## TASK GOAL
Write out, word for word, the part of the rows below that opens with the line containing "Robotics grasp planner here. Where is the dark" and closes with the line containing "top-left (175, 112), bottom-right (283, 196)", including both of those lines and nothing else.

──────── INFORMATION GIVEN ────────

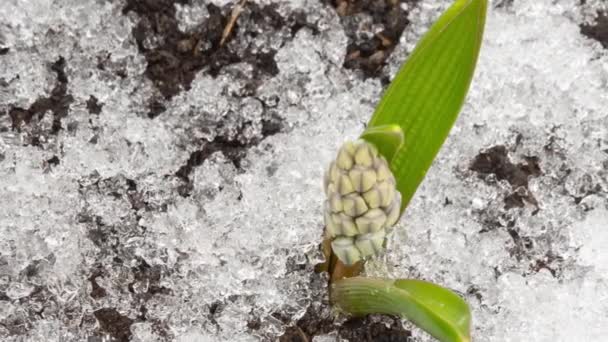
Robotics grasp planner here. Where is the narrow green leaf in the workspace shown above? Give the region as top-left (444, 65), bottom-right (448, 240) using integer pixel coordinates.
top-left (369, 0), bottom-right (487, 210)
top-left (332, 277), bottom-right (471, 342)
top-left (361, 125), bottom-right (404, 163)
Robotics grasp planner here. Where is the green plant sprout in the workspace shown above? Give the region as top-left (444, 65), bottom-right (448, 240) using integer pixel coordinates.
top-left (320, 0), bottom-right (487, 342)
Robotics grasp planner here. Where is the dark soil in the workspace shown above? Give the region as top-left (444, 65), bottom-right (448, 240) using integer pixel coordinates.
top-left (93, 308), bottom-right (134, 342)
top-left (581, 11), bottom-right (608, 49)
top-left (175, 112), bottom-right (283, 196)
top-left (8, 57), bottom-right (74, 140)
top-left (321, 0), bottom-right (419, 83)
top-left (123, 0), bottom-right (318, 118)
top-left (87, 95), bottom-right (103, 115)
top-left (279, 310), bottom-right (412, 342)
top-left (469, 145), bottom-right (542, 209)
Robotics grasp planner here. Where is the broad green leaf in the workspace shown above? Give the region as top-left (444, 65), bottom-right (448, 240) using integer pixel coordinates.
top-left (361, 125), bottom-right (403, 162)
top-left (331, 277), bottom-right (471, 342)
top-left (368, 0), bottom-right (487, 210)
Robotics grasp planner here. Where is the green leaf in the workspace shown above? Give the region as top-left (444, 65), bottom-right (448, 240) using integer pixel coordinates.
top-left (361, 125), bottom-right (404, 163)
top-left (368, 0), bottom-right (487, 210)
top-left (331, 277), bottom-right (471, 342)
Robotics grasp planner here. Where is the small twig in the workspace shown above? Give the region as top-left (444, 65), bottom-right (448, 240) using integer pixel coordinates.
top-left (220, 0), bottom-right (247, 46)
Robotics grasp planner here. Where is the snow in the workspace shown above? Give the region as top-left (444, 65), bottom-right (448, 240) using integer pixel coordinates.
top-left (0, 0), bottom-right (608, 342)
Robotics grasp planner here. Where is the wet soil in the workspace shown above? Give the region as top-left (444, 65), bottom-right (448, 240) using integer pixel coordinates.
top-left (581, 11), bottom-right (608, 49)
top-left (321, 0), bottom-right (419, 83)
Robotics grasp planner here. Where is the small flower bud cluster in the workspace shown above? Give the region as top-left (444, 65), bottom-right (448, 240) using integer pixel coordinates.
top-left (324, 140), bottom-right (401, 265)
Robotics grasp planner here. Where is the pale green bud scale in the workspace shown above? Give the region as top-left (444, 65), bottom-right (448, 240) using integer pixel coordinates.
top-left (323, 140), bottom-right (401, 265)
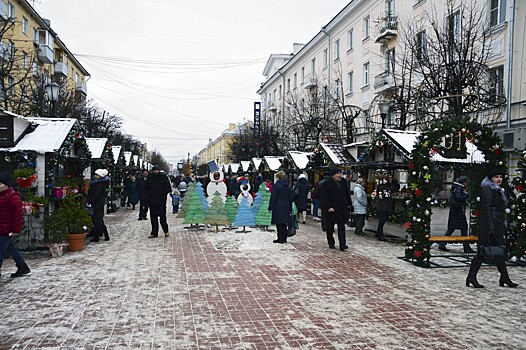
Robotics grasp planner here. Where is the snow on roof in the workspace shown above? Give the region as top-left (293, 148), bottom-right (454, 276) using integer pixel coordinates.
top-left (124, 151), bottom-right (131, 165)
top-left (252, 158), bottom-right (263, 169)
top-left (383, 129), bottom-right (485, 163)
top-left (320, 143), bottom-right (356, 165)
top-left (230, 163), bottom-right (239, 173)
top-left (264, 156), bottom-right (285, 171)
top-left (111, 146), bottom-right (122, 164)
top-left (86, 137), bottom-right (108, 159)
top-left (289, 151), bottom-right (313, 169)
top-left (7, 117), bottom-right (77, 154)
top-left (241, 160), bottom-right (250, 171)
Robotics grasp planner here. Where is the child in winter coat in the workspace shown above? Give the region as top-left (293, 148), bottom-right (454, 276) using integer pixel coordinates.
top-left (172, 190), bottom-right (181, 214)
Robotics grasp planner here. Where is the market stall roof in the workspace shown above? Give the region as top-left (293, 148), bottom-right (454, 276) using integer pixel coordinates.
top-left (320, 143), bottom-right (356, 165)
top-left (86, 137), bottom-right (108, 159)
top-left (289, 151), bottom-right (313, 169)
top-left (2, 117), bottom-right (77, 154)
top-left (124, 151), bottom-right (132, 165)
top-left (264, 156), bottom-right (285, 171)
top-left (382, 129), bottom-right (485, 163)
top-left (252, 158), bottom-right (263, 169)
top-left (241, 160), bottom-right (250, 171)
top-left (111, 146), bottom-right (122, 164)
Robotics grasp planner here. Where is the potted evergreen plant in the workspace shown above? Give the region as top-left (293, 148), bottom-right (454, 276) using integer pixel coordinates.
top-left (44, 196), bottom-right (92, 252)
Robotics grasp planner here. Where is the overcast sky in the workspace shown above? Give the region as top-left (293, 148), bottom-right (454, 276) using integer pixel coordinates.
top-left (35, 0), bottom-right (349, 163)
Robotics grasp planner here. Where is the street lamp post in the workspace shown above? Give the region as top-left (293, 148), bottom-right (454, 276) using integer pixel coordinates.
top-left (378, 102), bottom-right (391, 129)
top-left (45, 82), bottom-right (60, 117)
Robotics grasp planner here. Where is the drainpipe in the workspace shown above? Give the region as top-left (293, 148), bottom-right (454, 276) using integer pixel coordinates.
top-left (320, 27), bottom-right (331, 89)
top-left (506, 0), bottom-right (515, 130)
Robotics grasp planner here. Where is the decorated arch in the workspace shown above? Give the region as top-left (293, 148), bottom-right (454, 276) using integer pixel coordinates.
top-left (405, 118), bottom-right (506, 265)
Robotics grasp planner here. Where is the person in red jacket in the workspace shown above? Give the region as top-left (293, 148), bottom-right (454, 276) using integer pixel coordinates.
top-left (0, 174), bottom-right (31, 277)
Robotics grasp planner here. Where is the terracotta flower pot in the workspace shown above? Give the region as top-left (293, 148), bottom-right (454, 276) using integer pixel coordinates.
top-left (67, 233), bottom-right (86, 252)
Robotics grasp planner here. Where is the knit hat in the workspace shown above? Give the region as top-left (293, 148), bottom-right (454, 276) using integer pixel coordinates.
top-left (486, 168), bottom-right (506, 180)
top-left (95, 169), bottom-right (108, 177)
top-left (457, 175), bottom-right (469, 184)
top-left (330, 168), bottom-right (342, 176)
top-left (0, 174), bottom-right (13, 186)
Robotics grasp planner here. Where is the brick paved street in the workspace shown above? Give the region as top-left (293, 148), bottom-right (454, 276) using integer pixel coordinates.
top-left (0, 209), bottom-right (526, 350)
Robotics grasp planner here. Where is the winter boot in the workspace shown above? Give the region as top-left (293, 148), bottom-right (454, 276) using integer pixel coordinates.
top-left (11, 265), bottom-right (31, 278)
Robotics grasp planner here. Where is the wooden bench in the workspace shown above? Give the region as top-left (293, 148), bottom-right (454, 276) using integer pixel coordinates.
top-left (427, 236), bottom-right (479, 263)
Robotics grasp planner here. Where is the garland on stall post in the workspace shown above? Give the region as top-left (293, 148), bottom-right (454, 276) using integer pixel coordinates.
top-left (405, 118), bottom-right (506, 265)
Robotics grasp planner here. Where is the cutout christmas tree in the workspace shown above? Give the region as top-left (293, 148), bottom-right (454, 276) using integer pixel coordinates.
top-left (234, 198), bottom-right (256, 232)
top-left (203, 192), bottom-right (230, 232)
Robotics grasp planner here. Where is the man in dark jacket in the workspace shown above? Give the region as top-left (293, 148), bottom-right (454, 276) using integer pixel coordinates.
top-left (87, 169), bottom-right (110, 242)
top-left (438, 176), bottom-right (474, 253)
top-left (144, 165), bottom-right (172, 238)
top-left (0, 174), bottom-right (31, 277)
top-left (323, 168), bottom-right (351, 252)
top-left (135, 169), bottom-right (148, 220)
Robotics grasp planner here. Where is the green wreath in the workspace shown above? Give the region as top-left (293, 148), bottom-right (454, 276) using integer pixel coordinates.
top-left (405, 118), bottom-right (506, 266)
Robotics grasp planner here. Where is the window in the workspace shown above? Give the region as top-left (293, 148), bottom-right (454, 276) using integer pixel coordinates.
top-left (489, 0), bottom-right (506, 27)
top-left (489, 66), bottom-right (504, 104)
top-left (347, 72), bottom-right (354, 94)
top-left (22, 51), bottom-right (29, 69)
top-left (22, 17), bottom-right (27, 35)
top-left (294, 73), bottom-right (298, 89)
top-left (363, 62), bottom-right (371, 86)
top-left (7, 2), bottom-right (15, 18)
top-left (386, 48), bottom-right (395, 75)
top-left (416, 30), bottom-right (427, 60)
top-left (363, 16), bottom-right (371, 40)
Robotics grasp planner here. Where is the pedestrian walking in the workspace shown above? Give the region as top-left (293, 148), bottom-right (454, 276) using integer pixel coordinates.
top-left (323, 168), bottom-right (351, 252)
top-left (268, 171), bottom-right (292, 243)
top-left (135, 169), bottom-right (148, 220)
top-left (172, 189), bottom-right (181, 214)
top-left (0, 174), bottom-right (31, 278)
top-left (127, 175), bottom-right (139, 210)
top-left (438, 176), bottom-right (475, 253)
top-left (292, 174), bottom-right (309, 224)
top-left (144, 165), bottom-right (173, 238)
top-left (466, 169), bottom-right (518, 288)
top-left (311, 180), bottom-right (321, 221)
top-left (87, 169), bottom-right (110, 242)
top-left (354, 178), bottom-right (367, 236)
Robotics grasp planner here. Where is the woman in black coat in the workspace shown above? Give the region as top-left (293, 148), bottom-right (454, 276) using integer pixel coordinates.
top-left (466, 169), bottom-right (518, 288)
top-left (438, 176), bottom-right (475, 253)
top-left (268, 171), bottom-right (292, 243)
top-left (87, 169), bottom-right (110, 242)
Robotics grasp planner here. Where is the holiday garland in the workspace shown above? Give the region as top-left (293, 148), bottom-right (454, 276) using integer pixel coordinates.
top-left (405, 118), bottom-right (506, 265)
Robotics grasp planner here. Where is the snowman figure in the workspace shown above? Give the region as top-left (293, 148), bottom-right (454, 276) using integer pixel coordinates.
top-left (237, 176), bottom-right (254, 205)
top-left (206, 168), bottom-right (227, 203)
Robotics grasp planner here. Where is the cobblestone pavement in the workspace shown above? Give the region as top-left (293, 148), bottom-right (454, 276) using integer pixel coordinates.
top-left (0, 209), bottom-right (526, 349)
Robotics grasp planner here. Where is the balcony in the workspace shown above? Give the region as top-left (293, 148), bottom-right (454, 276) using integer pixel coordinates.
top-left (55, 62), bottom-right (68, 77)
top-left (374, 71), bottom-right (394, 92)
top-left (75, 81), bottom-right (88, 95)
top-left (374, 16), bottom-right (398, 44)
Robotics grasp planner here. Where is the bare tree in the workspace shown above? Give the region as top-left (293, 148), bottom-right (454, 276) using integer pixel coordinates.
top-left (392, 0), bottom-right (505, 129)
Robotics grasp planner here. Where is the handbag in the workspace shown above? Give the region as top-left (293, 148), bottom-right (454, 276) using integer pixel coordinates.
top-left (479, 232), bottom-right (508, 263)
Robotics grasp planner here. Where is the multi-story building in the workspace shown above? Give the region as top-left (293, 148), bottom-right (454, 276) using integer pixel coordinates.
top-left (258, 0), bottom-right (526, 165)
top-left (0, 0), bottom-right (89, 113)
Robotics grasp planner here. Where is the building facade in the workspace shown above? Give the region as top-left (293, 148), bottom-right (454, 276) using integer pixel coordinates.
top-left (258, 0), bottom-right (526, 163)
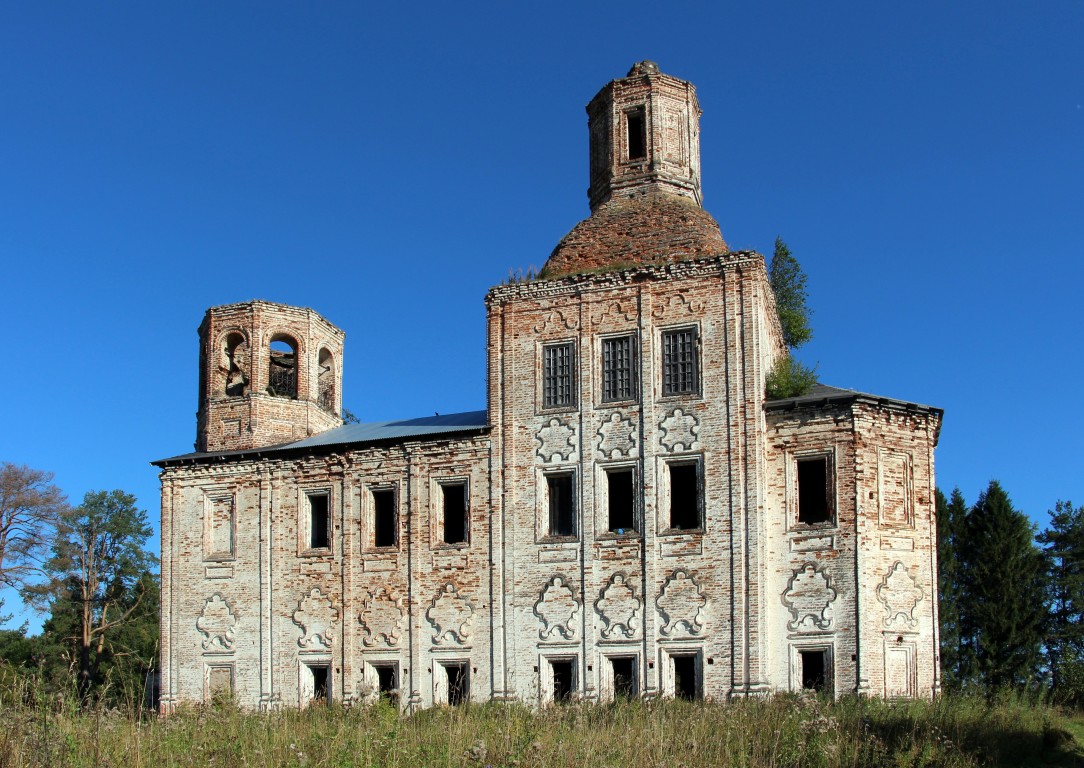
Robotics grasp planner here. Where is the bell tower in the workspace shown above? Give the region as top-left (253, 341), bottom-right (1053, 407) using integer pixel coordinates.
top-left (195, 300), bottom-right (345, 452)
top-left (588, 61), bottom-right (701, 212)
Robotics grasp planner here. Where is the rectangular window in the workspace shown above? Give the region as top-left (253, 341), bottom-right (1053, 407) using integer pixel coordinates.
top-left (542, 342), bottom-right (576, 408)
top-left (373, 488), bottom-right (399, 547)
top-left (662, 328), bottom-right (700, 395)
top-left (440, 483), bottom-right (467, 543)
top-left (306, 494), bottom-right (332, 549)
top-left (373, 664), bottom-right (399, 705)
top-left (550, 658), bottom-right (576, 702)
top-left (603, 336), bottom-right (636, 402)
top-left (624, 110), bottom-right (647, 161)
top-left (798, 456), bottom-right (833, 525)
top-left (667, 462), bottom-right (704, 530)
top-left (308, 664), bottom-right (332, 704)
top-left (798, 650), bottom-right (828, 692)
top-left (545, 474), bottom-right (576, 536)
top-left (609, 656), bottom-right (640, 699)
top-left (444, 662), bottom-right (470, 706)
top-left (606, 466), bottom-right (636, 534)
top-left (671, 655), bottom-right (700, 702)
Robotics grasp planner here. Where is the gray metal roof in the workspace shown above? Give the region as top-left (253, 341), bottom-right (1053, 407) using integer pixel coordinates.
top-left (151, 411), bottom-right (489, 466)
top-left (764, 383), bottom-right (944, 413)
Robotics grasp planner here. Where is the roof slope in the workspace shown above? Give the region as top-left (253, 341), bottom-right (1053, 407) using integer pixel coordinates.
top-left (151, 411), bottom-right (489, 466)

────────

## WRITTEN ANSWER
Robotics grasp planner here. Where is the dark soil in the workspace shown above? Give the region as top-left (444, 65), bottom-right (448, 240) using integer pixel coordinates.
top-left (93, 308), bottom-right (134, 342)
top-left (581, 11), bottom-right (608, 49)
top-left (175, 112), bottom-right (283, 196)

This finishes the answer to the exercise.